• _Excerpt provided_:

····················

Disclaimer - I haven't looked at the videos, so I may be terribly redundant here ... but then again, we're talking about some pretty basic stuff.

First, be SURE the motor is isolated from all possible sources of power.  Then use a screwdriver or something else with an insulated handle to short across any capacitors.

Switch to a resistance (ohm, Ω) scale.  For simple shorts testing, the highest scale is best.  For checking windings & continuity, use the lowest scale.  Some meters are auto-ranging, so just set to ohms.

SHORTS
Set the meter to the highest available scale.   Note what indication the meter gives when the test leads are not in contact, so you'll recognize it during testing.  We'll call this "infinite resistance."

Now hold both leads against a bare metal part of the motor frame.  You should see something like zero resistance.  If not, you may need to scrape through paint, clear lacquer, or crud to make good contact with the metal.

Keep one lead against the metal (or even better, held in place under the head of a screw).  Now touch it to each the wires and terminals you can find.  You should NOT see zero or small values of resistance anywhere.  If so, you have a dangerous short to ground.

Capacitors can be given a very basic "proof of life" test (AFTER THEY'VE BEEN SHORTED to be sure there's no high voltage juice left inside).  Place the test leads across the terminals.  A good capacitor will very briefly show a somewhat low resistance, then go up to infinite resistance.  What you're seeing is the test current from the meter charging up the capacitor.  As the capacitor is charged, it no longer accepts current.  No current flowing in the leads = high resistance.  You can repeat the test a few times by shorting out the capacitor between tests.

OPENS/CONTINUITY
Set to a low resistance scale.  Hold both leads together.  Note the indicated resistance.  It should be a small value or zero.  If not zero, this indicates the resistance of the leads and internal stuff in the meter.  Note this "lead resistance" for later reference.  If far from zero, something is wrong.

Now touch the leads across the ends of the various coils of the motor field.  This is best done after disconnecting all wires from their terminals (you DID draw a diagram of what went where, didn't you?), so that you're looking at just one coil at a time.  You should get relatively small resistance values (couple ohms at most).  If necessary, you can "correct" these readings by subtracting the previously measured lead resistance.  Lower quality meters will also have a random factor in the equation, but you can usually get a good approximation of what's going on.  Run coils may well have different resistances than start coils, etc.

If the motor has a centrifugal switch, check the resistance across it, both with the switch closed and with it (manually) opened.

Brush-type motors can be given a few additional tests.  Check the brushes themselves by placing the leads on the wire leading to the brush and on the commutator segment the brush is touching.  You can check the rotor windings by connecting the test leads from one brush wire to the other and slowly rotating the rotor, so that all pairs of commutators are connected in turn.  Resistance should be low, but will vary a bit when the brushes are "between" commutator segments.

Knowing how the motor is wired is, of course, very helpful (or let's call it absolutely necessary) for interpreting what you find.

····················

• _Written instruction 1_:
Reproduce the stretch of the motor-testing post from "Disclaimer - I" through "set to ohms.".
• _Written instruction 2_:
In the motor-testing post, which resistance scale is recommended for simple shorts testing?
The lines that follow have no connection to the motor-testing post.

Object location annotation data
····················

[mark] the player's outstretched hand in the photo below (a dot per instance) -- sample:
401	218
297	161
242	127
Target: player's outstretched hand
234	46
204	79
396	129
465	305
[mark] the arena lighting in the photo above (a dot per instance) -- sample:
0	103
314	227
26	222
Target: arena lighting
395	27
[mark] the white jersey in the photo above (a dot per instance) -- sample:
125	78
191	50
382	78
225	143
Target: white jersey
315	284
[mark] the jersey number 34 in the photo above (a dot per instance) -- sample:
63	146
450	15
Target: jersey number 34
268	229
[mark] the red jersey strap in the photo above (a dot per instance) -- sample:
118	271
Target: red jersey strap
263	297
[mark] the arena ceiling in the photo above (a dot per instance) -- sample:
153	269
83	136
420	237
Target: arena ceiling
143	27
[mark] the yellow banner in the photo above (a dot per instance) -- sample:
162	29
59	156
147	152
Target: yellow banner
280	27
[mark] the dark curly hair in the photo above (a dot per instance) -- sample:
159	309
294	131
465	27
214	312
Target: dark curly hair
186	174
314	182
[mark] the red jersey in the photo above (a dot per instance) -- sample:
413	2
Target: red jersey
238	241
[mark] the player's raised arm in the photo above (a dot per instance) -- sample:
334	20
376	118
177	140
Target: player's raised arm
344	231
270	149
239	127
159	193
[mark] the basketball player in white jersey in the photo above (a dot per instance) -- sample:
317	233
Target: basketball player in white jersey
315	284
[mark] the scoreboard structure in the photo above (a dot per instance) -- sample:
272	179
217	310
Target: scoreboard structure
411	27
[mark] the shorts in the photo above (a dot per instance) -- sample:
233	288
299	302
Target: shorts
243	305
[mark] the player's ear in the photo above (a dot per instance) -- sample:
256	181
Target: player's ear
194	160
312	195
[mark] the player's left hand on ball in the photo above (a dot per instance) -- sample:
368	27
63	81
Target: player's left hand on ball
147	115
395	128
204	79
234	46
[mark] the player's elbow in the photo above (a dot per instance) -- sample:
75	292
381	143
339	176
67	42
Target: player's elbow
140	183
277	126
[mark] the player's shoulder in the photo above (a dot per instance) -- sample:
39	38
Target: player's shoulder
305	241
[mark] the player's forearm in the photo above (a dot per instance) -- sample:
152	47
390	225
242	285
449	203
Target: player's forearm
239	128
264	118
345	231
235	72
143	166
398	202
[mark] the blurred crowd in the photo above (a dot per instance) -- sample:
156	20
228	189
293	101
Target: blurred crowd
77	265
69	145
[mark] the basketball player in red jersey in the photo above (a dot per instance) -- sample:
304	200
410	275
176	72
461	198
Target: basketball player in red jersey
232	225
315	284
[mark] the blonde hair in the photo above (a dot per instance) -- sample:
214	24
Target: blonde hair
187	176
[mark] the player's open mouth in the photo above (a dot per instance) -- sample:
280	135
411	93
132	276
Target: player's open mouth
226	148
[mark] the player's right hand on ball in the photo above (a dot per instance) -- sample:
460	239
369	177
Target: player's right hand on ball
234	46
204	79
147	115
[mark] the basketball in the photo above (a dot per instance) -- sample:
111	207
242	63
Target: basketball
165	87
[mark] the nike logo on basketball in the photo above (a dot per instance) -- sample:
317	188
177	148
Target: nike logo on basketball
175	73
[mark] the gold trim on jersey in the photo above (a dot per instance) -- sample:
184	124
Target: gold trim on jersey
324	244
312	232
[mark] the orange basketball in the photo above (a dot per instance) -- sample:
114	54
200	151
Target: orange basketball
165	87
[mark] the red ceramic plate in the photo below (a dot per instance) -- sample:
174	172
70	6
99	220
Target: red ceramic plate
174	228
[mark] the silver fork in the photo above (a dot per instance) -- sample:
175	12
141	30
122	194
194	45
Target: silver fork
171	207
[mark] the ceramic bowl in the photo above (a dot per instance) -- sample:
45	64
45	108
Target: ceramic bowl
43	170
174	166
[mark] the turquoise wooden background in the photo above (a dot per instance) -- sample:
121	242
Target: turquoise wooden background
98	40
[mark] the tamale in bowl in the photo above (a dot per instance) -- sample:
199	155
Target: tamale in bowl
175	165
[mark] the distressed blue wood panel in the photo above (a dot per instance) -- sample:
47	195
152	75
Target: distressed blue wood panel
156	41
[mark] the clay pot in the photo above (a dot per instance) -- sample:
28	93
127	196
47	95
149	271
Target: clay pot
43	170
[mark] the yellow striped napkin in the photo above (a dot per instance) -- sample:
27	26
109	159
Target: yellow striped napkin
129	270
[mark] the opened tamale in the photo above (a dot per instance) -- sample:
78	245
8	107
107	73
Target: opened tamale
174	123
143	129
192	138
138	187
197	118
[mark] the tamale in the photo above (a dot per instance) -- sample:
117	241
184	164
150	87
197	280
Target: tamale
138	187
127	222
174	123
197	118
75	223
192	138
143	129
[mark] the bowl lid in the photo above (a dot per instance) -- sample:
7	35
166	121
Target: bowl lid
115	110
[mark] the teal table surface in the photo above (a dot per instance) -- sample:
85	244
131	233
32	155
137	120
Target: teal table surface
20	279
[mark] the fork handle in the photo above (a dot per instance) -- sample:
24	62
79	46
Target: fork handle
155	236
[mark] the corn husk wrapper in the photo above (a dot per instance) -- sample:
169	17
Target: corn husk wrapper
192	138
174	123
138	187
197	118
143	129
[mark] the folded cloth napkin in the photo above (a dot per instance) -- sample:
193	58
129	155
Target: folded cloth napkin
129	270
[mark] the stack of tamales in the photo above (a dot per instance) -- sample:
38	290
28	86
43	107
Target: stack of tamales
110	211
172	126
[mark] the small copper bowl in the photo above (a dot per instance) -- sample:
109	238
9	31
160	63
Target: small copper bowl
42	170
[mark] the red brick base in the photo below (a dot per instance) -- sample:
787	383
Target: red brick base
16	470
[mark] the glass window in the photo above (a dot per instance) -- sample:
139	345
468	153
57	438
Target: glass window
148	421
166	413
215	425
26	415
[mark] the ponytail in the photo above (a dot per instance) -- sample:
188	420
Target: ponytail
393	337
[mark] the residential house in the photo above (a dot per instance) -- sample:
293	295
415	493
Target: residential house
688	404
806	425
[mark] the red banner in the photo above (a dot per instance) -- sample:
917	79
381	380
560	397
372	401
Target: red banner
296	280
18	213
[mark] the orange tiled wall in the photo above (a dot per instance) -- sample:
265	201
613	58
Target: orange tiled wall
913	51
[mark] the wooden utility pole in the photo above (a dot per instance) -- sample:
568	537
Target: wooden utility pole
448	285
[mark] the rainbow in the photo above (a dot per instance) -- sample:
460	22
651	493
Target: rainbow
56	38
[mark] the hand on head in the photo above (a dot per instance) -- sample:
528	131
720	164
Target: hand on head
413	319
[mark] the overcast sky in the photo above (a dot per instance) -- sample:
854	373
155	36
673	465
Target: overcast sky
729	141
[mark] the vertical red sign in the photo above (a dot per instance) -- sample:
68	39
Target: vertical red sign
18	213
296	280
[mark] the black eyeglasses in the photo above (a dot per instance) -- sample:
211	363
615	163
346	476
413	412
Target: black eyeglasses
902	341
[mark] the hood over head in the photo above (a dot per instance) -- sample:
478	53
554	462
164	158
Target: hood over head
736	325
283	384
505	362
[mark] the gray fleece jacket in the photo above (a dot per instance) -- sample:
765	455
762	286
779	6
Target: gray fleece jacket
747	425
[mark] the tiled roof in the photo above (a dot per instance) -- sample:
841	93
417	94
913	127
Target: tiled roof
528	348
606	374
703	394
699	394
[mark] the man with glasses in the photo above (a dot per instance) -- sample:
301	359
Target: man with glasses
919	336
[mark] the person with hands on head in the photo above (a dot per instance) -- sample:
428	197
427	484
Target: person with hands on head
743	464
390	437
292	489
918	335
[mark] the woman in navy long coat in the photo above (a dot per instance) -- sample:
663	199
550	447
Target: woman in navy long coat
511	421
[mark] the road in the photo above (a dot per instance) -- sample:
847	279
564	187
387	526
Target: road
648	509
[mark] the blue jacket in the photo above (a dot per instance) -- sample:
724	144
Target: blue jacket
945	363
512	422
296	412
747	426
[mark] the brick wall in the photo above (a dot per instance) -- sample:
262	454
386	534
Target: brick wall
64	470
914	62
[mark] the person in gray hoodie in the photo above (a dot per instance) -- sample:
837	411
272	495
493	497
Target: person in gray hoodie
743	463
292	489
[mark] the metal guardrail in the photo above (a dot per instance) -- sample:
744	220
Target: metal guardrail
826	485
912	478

····················

• _Complete output 1_:
Disclaimer - I haven't looked at the videos, so I may be terribly redundant here ... but then again, we're talking about some pretty basic stuff.

First, be SURE the motor is isolated from all possible sources of power.  Then use a screwdriver or something else with an insulated handle to short across any capacitors.

Switch to a resistance (ohm, Ω) scale.  For simple shorts testing, the highest scale is best.  For checking windings & continuity, use the lowest scale.  Some meters are auto-ranging, so just set to ohms.

• _Complete output 2_:
The highest scale.